(Your objective)
Pictures aside, quote the whole listing exactly.

* * *

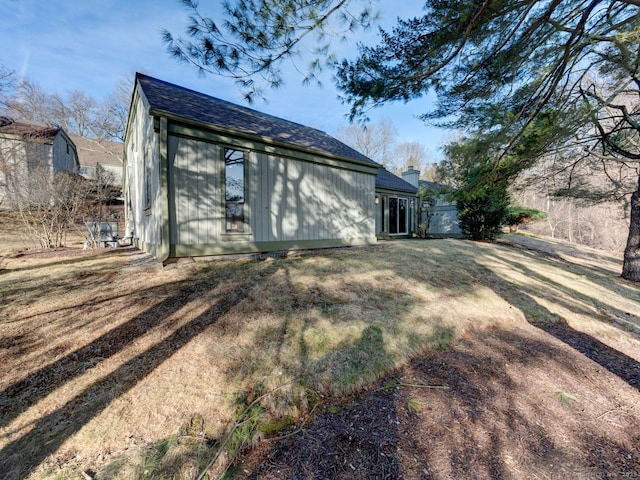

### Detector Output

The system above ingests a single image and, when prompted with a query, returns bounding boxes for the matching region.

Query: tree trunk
[622,176,640,281]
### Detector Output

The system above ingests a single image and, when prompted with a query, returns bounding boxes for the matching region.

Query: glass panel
[381,197,385,232]
[389,197,398,234]
[225,148,245,232]
[398,198,407,234]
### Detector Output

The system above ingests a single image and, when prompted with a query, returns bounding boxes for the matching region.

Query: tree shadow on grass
[0,280,198,429]
[0,246,126,275]
[0,261,279,480]
[211,252,458,478]
[233,325,403,480]
[477,250,640,392]
[395,328,640,479]
[235,327,640,479]
[533,321,640,391]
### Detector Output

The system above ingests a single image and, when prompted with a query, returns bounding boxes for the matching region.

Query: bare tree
[4,79,58,126]
[390,141,438,179]
[100,76,132,142]
[0,65,16,113]
[335,117,397,166]
[514,172,630,253]
[3,74,128,143]
[11,168,85,249]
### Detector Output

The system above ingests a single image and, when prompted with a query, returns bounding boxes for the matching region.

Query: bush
[455,184,510,241]
[503,205,548,233]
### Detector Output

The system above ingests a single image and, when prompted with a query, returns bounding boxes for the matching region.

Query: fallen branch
[197,378,301,480]
[398,382,450,390]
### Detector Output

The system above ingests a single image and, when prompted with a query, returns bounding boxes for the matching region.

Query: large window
[389,196,408,235]
[225,148,245,232]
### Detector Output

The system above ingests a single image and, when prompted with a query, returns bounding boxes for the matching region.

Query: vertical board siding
[125,89,162,249]
[250,153,375,243]
[169,135,221,245]
[166,135,375,248]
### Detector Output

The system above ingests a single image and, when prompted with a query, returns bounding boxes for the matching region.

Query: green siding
[168,135,222,245]
[124,87,162,252]
[167,138,376,256]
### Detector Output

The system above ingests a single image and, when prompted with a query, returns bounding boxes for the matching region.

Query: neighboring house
[417,177,462,237]
[375,166,419,238]
[72,135,123,188]
[0,117,79,208]
[124,73,387,262]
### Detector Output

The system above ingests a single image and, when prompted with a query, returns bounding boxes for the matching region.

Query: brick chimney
[401,165,420,188]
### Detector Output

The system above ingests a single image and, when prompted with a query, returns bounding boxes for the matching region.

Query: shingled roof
[0,118,61,144]
[136,73,378,167]
[375,167,418,194]
[70,135,123,167]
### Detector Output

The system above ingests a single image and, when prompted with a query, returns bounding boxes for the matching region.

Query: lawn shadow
[233,327,640,479]
[0,246,127,275]
[395,328,640,478]
[233,325,403,480]
[0,260,280,480]
[0,280,198,429]
[214,251,457,478]
[476,248,640,392]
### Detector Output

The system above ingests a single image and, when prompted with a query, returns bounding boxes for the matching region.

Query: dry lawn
[0,232,638,479]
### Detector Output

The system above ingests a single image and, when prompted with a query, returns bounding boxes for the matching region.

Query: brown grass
[0,233,638,479]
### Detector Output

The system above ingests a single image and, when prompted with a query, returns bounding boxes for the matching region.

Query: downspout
[158,116,171,264]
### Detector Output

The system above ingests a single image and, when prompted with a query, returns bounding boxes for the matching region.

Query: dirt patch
[234,325,640,479]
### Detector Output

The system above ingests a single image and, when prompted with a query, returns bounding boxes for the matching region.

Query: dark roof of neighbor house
[419,179,450,192]
[135,73,378,167]
[376,167,418,194]
[70,135,123,167]
[0,118,61,144]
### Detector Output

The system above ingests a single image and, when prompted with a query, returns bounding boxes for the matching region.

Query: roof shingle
[0,119,61,144]
[136,73,377,166]
[375,167,418,193]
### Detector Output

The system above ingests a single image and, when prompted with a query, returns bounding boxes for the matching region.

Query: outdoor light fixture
[375,197,379,204]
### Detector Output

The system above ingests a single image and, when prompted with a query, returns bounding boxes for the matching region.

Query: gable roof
[375,167,418,194]
[0,118,61,144]
[70,135,123,167]
[135,73,377,167]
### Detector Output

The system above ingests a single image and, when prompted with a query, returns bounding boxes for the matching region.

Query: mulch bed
[232,325,640,479]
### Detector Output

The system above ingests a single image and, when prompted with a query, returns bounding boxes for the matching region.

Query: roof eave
[375,186,419,196]
[149,107,380,172]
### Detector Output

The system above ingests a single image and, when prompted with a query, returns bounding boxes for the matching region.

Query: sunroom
[374,167,419,238]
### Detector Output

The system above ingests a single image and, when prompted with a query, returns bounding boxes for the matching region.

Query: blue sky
[0,1,448,157]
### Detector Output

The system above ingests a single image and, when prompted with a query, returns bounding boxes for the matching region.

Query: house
[125,73,411,262]
[413,173,462,237]
[72,135,123,188]
[0,117,79,208]
[375,166,419,237]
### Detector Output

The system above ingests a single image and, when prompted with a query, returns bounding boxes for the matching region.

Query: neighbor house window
[389,196,408,235]
[225,148,245,232]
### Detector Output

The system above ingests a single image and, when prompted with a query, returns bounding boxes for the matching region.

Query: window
[143,147,151,210]
[389,196,408,235]
[225,148,245,232]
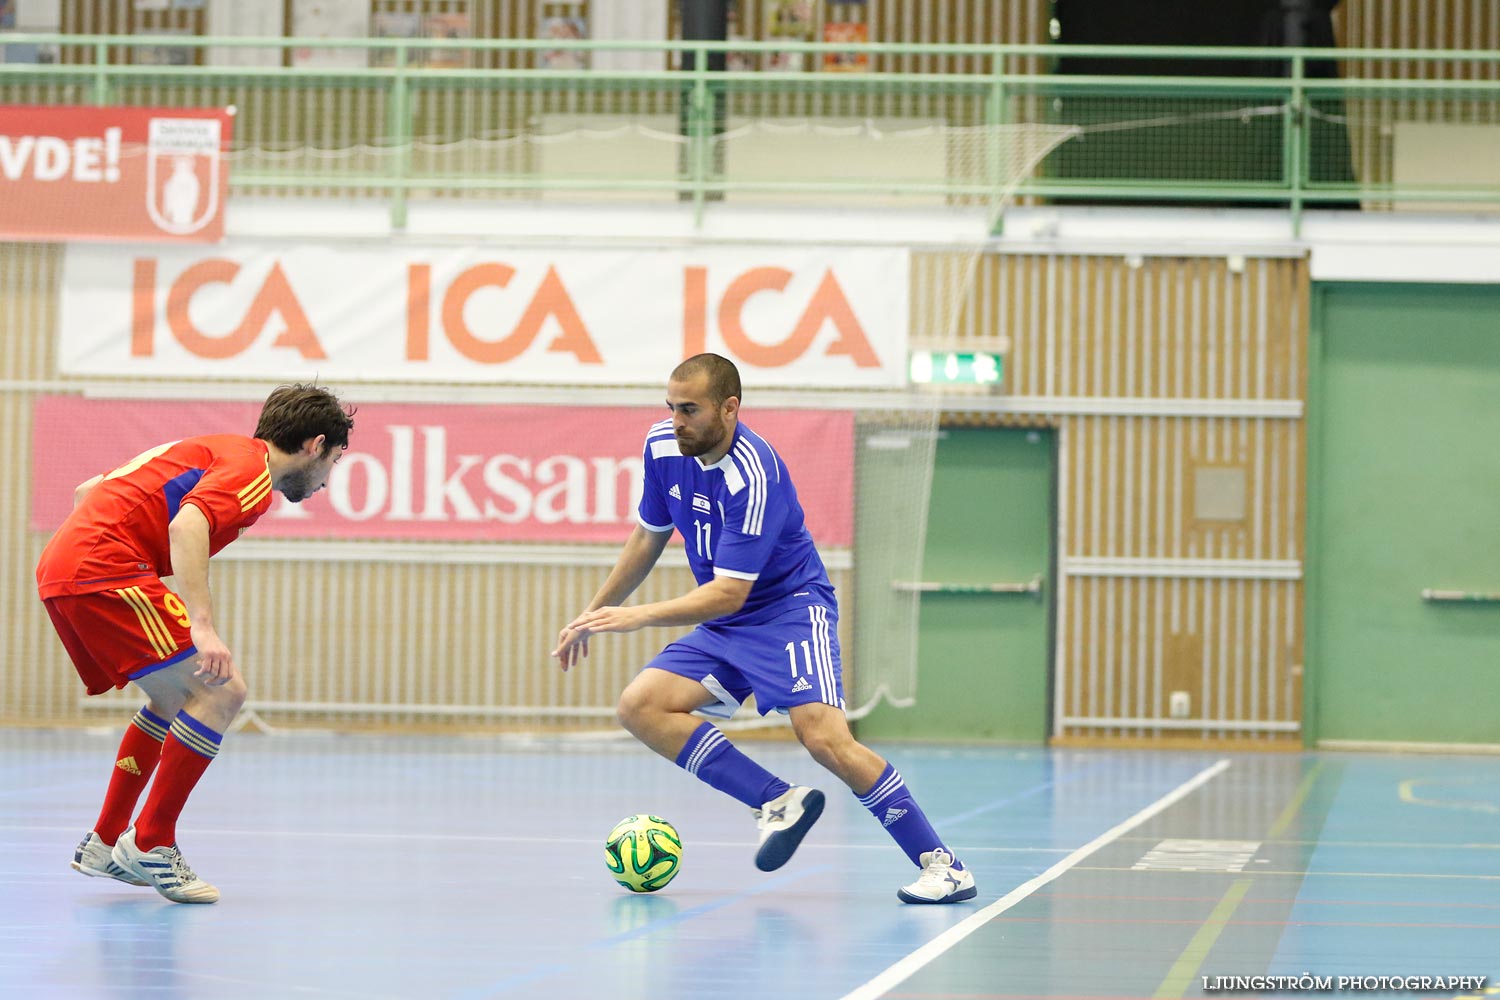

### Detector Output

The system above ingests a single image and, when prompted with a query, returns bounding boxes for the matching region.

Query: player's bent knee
[208,673,248,713]
[795,719,861,767]
[794,725,841,763]
[616,687,650,732]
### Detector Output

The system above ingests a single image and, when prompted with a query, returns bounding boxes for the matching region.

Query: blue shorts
[646,603,845,718]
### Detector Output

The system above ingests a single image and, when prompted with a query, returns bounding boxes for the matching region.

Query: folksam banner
[0,105,233,243]
[30,397,856,546]
[58,242,911,387]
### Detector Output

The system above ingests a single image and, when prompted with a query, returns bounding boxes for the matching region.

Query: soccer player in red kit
[37,384,355,904]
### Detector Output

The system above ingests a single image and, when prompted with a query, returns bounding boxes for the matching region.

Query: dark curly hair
[253,383,355,455]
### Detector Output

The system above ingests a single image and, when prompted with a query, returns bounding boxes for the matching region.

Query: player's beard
[676,415,726,457]
[278,466,316,503]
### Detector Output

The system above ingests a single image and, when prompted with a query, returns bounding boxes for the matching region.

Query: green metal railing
[4,34,1500,231]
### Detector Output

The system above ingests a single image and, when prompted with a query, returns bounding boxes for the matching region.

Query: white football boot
[110,827,220,904]
[753,786,825,871]
[897,849,977,904]
[70,831,148,886]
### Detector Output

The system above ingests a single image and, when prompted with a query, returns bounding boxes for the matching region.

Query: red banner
[31,398,856,546]
[0,105,233,243]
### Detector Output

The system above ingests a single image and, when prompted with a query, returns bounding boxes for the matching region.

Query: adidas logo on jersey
[882,806,908,827]
[668,484,682,500]
[790,677,812,693]
[115,756,141,775]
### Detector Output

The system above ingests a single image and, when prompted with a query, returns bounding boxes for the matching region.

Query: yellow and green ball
[604,814,682,893]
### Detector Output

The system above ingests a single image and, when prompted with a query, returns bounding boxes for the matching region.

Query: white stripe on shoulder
[742,426,783,482]
[649,439,681,459]
[720,460,745,494]
[731,439,768,536]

* * *

(Task response)
### Detector Output

The system above ingests a single image and, when prompted with a query, returns bounding boxes for the matching region.

Query: tree trunk
[622,176,640,281]
### Detector Output

The system above ingests a single image and, when prompted with a query, returns bounding boxes for the matching region.

Query: glass panel
[381,197,385,232]
[389,197,398,234]
[225,148,245,232]
[398,198,407,234]
### Detector Output

The system above ingests a single image and, when prompted with a query, returns bounding boxes for the matching region.

Query: tree shadow on grass
[0,280,198,429]
[0,246,126,275]
[0,261,279,480]
[211,252,458,478]
[233,325,403,480]
[477,250,640,392]
[395,328,640,479]
[235,327,640,479]
[533,321,640,391]
### Detector Output

The system above ingests a single image and, when prompted with a query, returns bounding boxes for the matching region.

Query: bare tree
[4,79,58,126]
[390,141,438,179]
[100,76,132,142]
[0,65,16,113]
[335,117,397,166]
[514,172,630,253]
[3,74,128,143]
[11,168,85,249]
### Detector Output

The system above ingests a single image and, when prompted with a query, returns bounding boxes for the matching region.

Query: bush
[455,184,510,241]
[503,205,548,233]
### Detector Output

The system above ingests a single image and, when prompted with a query, returns bounding boxes for the matching region.

Query: fallen branch
[197,378,301,480]
[398,382,450,390]
### Detector Output

The system above ingests a single image and, when prompted with a query, returns bounding boxes for the matching region.

Query: large window
[389,196,408,235]
[225,148,245,232]
### Detector Output

The system above ingests a single image and, when prompted with a query, returns bounding boxes for the matching region.

Query: vertical board siding
[125,89,162,249]
[250,153,375,243]
[169,135,221,245]
[166,135,375,248]
### Detector Output

The system above ingests a single image and, when prompted with a query, returns bounding boxes for the matching region.

Query: green siding
[168,135,222,245]
[124,87,162,252]
[167,138,376,256]
### Detector Output

The system above ingests a single image and, when prompted with a query, returns bounding boxes for the matching region.

Query: neighboring house
[417,177,462,237]
[375,166,419,238]
[72,135,123,188]
[0,117,79,208]
[124,73,387,262]
### Detector Output

The system above ingests a single image and, when prompted with a query, returns bounding boxes for the matching region.

Query: brick chimney
[401,165,420,188]
### Detector Output

The system above ingests a single image and, when prompted with a query, returns bounding boxes for the matching region.

Query: shingled roof
[0,118,61,144]
[136,73,378,167]
[375,167,418,194]
[70,135,123,167]
### Detector Output

The system above ingests a single image and, when prompted with a query, returns bounding boxes for the matching region.

Query: lawn shadow
[233,327,640,479]
[0,246,127,275]
[395,328,640,478]
[233,325,403,480]
[0,260,280,480]
[0,280,198,429]
[214,251,457,478]
[476,248,640,392]
### Detector Output

The system above ingests a single image and, when prompted with a query, returns bounding boxes for the matching region.

Query: dry lawn
[0,232,638,479]
### Detector Output

The system above ingests a single image and, when prompted with a query, returns bounding boxes for the matching region.

Query: brown grass
[0,233,638,479]
### Detector Output

The system above ingests a single image and, when prompted with a query, returns bounding boxes for the matching region.

Query: downspout
[158,116,171,264]
### Detector Output

The system above ingests a single image and, when prompted with a query, returns bounding boxes for the matching region.

Query: dirt patch
[234,325,640,479]
### Detector Output

The system above ingests a single image and, when prompted with a query, returns bounding boxes for the matching region.

Query: dark roof of neighbor house
[419,179,450,192]
[135,73,378,167]
[376,167,418,194]
[70,135,123,167]
[0,118,61,144]
### Detector Output

The system above ingests a single image and, when prompted with a query, returns bounding boxes for the matching region.

Query: roof shingle
[0,119,61,144]
[136,73,377,166]
[375,167,418,193]
### Detector Output

The system above ingests a single image and, when prompted with a query, returns bounding boxes for the matching region.

Query: outdoor light fixture
[375,197,379,204]
### Detector Output

The system above ingests a single image and, when prompted with a query, returns bounding boxes for the matching region.

Query: gable roof
[375,167,418,194]
[0,118,61,144]
[70,135,123,167]
[135,73,377,167]
### Detector Output

The system above ingests a single image and, when prompted with a query, returns bounding boxes for the matching region.

Query: mulch bed
[232,325,640,479]
### Detector Output

The system above ingests a single image and, when prompted with a query, returns bounding boxes for the matching region.

Query: roof eave
[375,186,419,196]
[149,107,380,172]
### Detector Output

The system above ingests a single image and, when prompted with a query, returns bounding boxes for the matching region.

Query: sunroom
[374,167,419,238]
### Detector Output

The system above ingests a single image and, when prompted with a query, returns bounding boxes for the matching region.

Query: blue sky
[0,1,448,157]
### Detector Output

The system above ingests a single image and, when prompted with a query, returns bounding boxes for the matching region.

Query: house
[125,73,411,262]
[413,173,462,237]
[72,135,123,188]
[0,117,79,208]
[375,166,419,237]
### Detector Output

The system above ingests a single image and, when prompted with a query, returns bounding boxes for the matching region.

Query: neighbor house window
[389,196,408,235]
[225,148,245,232]
### Detector Output

The system above ingests a single image and, when prompted with a query, returns bounding boxes for the matching region.

Query: window
[143,147,151,210]
[389,196,408,235]
[225,148,245,232]

### Detector Output

The system above ingests a single image and, when prompted with a query, returns bounding boxes for the matching region.

Query: player's bent knee
[208,673,248,713]
[795,719,861,767]
[794,725,841,763]
[616,687,650,732]
### Detector Output

The system above ingests a single image and, when prompted with a query, returns bounding boxes for the matching region.

Query: blue shorts
[646,603,845,718]
### Detector Output

The system above ingests a single image and, when prompted with a query, returns bounding boxes for the matching region.

Query: folksam banner
[0,105,233,243]
[30,397,856,546]
[58,242,911,387]
### Detector Output

The system above ingests a single image and, when prompted with a query, returns bounding boxes for the matching region.

Query: soccer player in red kit
[37,384,355,904]
### Detector Output

The system above ingests a single image and, when prompted with a query, returns bounding boxes for the matching region.

Query: dark curly hair
[253,383,355,455]
### Detector Output

The system above ingests a single image and, when prompted with a query, returns bounding boxes for the matching region.

Query: player's beard
[676,415,726,457]
[278,466,316,503]
### Detector Output

The system above ingests a single image and, when prompted with a query, returns bounding boxes for the matching region.

Query: green metal railing
[4,34,1500,231]
### Detector Output

The system above ingests a single image and, when prompted with a query, returns bounding boxes for the matching region.

Query: white football boot
[110,827,220,904]
[753,786,825,871]
[897,849,977,904]
[70,831,148,886]
### Detector Output

The system above ingests a single image and, when prompted with a query, returns bounding boxes for the matching region.

Query: red banner
[31,398,856,546]
[0,105,233,243]
### Detector Output

The system above ingests a single image and, when prompted with a query, returns bounding boxes for the matching region.

Query: adidas logo on jersey
[882,806,908,827]
[668,484,682,500]
[790,677,812,693]
[115,756,141,775]
### Detector Output

The system above ingests a single image and, when prompted with a query, returns bounding boxes for the matching region.

Query: yellow and green ball
[604,814,682,893]
### Detector Output

The system above ingests a single image and, when prompted with a query, returns bounding boxes for the matching region.

Query: white stripe on shoulder
[742,426,783,482]
[649,439,681,459]
[720,460,745,494]
[731,439,768,536]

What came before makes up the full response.